Task goal
Reproduce every line of the material below word for word, leaving out the pictures.

Listing
--

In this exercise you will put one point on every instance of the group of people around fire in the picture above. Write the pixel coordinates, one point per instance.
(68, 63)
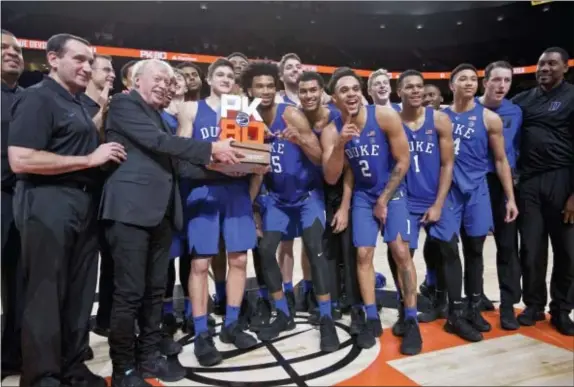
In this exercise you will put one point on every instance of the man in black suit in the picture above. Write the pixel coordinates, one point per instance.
(140, 207)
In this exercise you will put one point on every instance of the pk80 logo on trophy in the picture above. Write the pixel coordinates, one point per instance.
(241, 122)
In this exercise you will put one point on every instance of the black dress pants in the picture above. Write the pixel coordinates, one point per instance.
(541, 200)
(12, 291)
(141, 257)
(59, 259)
(506, 239)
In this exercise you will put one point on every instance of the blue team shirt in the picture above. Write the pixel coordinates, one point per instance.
(511, 116)
(471, 148)
(423, 175)
(369, 156)
(292, 175)
(206, 128)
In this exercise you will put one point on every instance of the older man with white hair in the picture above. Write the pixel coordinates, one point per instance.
(139, 209)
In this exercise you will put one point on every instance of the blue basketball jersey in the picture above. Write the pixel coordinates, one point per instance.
(471, 148)
(369, 156)
(206, 128)
(423, 175)
(292, 174)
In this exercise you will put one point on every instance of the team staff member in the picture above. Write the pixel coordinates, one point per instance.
(140, 207)
(56, 156)
(12, 67)
(95, 101)
(496, 82)
(546, 191)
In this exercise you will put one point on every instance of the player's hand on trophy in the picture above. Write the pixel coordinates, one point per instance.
(223, 152)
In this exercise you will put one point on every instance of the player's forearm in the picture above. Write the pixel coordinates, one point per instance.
(505, 176)
(255, 186)
(333, 165)
(397, 175)
(312, 150)
(444, 183)
(46, 163)
(348, 182)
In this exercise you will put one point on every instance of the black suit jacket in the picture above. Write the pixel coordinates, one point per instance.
(139, 190)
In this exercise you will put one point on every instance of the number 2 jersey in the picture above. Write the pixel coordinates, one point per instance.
(369, 157)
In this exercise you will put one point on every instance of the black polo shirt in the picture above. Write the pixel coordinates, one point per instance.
(47, 117)
(8, 96)
(91, 106)
(547, 133)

--

Task answer
In this exercise you will put one point on every instance of the group of people around fire in the picture above. Write the pixel coordinates, one point per instance.
(68, 63)
In this exercise you will put one point on every instance of the man in black suit in the picture above. Write the pixel coordinates, one point per instance.
(140, 207)
In this exercise you will put one point on every instance of the pk80 logo on trophy in the picture above. Write the pixel coordinates, one point per instance.
(241, 122)
In this exercise you will put one point on every instance of the black dress pants in the picture above. Write the pixel coordinates, one point per instance.
(541, 200)
(12, 291)
(141, 257)
(59, 259)
(506, 239)
In this exercise you will put one point on every instance of the blue team shirt in the picture above. Write the pixel coordinates, one point per instance.
(511, 116)
(471, 148)
(423, 175)
(369, 156)
(292, 175)
(206, 128)
In this exercise you will put one point on every instance of the older man with white hair in the picture above. Write the pixel coordinates, one point per instance.
(139, 209)
In this exercise you will put one point on every instance of the blue basketball jersey in the picture above. Write the pixel coordinates, one point per instance.
(471, 148)
(369, 156)
(206, 128)
(423, 175)
(292, 174)
In this exercise you will put one point on every instance of the team staff member in the picture above. Write the pixel coordinates, one point per instance.
(140, 207)
(56, 156)
(12, 67)
(95, 101)
(496, 82)
(546, 191)
In this exercise you will put one point on every instance of the player's hand on trophy in the picture above. Write the pixel coordinates, one point per instance.
(223, 152)
In this exercise you will put one point on every instance of the player's forearm in the picture above. Write the pixel coordinates, one point per instance.
(505, 176)
(255, 186)
(333, 165)
(397, 175)
(312, 150)
(444, 183)
(46, 163)
(348, 182)
In this exercise you will put one point on every instance of the black suit jacket in the picture above. Write the pixel coordinates, one point per instance.
(139, 190)
In this exercise you will put one point on every instance of the number 2 jersey in the picture above. Write the pixel coordinates, one point per instance.
(369, 157)
In this exercise you will put one point on every instance of the black polo shirt in the picture above. Write the pixel coordinates, one point per instance.
(47, 117)
(8, 96)
(91, 106)
(547, 133)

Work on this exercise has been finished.